__What the task requires__: Count how many lines in the rows below contain the string "helmet", treating uppercase and lowercase as distinct. Reply with the number alone.

(Point annotation rows)

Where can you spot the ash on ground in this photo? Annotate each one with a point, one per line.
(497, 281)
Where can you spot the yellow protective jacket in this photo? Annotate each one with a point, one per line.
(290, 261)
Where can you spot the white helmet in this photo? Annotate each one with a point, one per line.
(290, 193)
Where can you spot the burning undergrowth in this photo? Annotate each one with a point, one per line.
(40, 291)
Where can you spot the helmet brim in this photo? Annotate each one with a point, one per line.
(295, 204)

* * *

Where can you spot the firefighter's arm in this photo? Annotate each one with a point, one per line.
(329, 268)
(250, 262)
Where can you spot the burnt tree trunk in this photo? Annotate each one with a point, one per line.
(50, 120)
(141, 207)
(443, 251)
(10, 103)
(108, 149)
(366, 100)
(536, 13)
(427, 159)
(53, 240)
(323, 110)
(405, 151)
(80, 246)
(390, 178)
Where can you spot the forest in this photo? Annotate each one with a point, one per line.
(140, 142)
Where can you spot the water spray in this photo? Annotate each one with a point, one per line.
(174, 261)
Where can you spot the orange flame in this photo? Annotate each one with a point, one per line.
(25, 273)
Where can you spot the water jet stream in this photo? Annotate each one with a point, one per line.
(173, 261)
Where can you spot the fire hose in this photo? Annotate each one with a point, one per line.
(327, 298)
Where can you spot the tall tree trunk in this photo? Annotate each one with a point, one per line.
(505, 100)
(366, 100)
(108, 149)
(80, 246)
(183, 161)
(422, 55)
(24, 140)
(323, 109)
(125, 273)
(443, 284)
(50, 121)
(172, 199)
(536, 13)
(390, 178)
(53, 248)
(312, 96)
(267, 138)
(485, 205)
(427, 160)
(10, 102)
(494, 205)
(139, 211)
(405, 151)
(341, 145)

__Written solution__: 2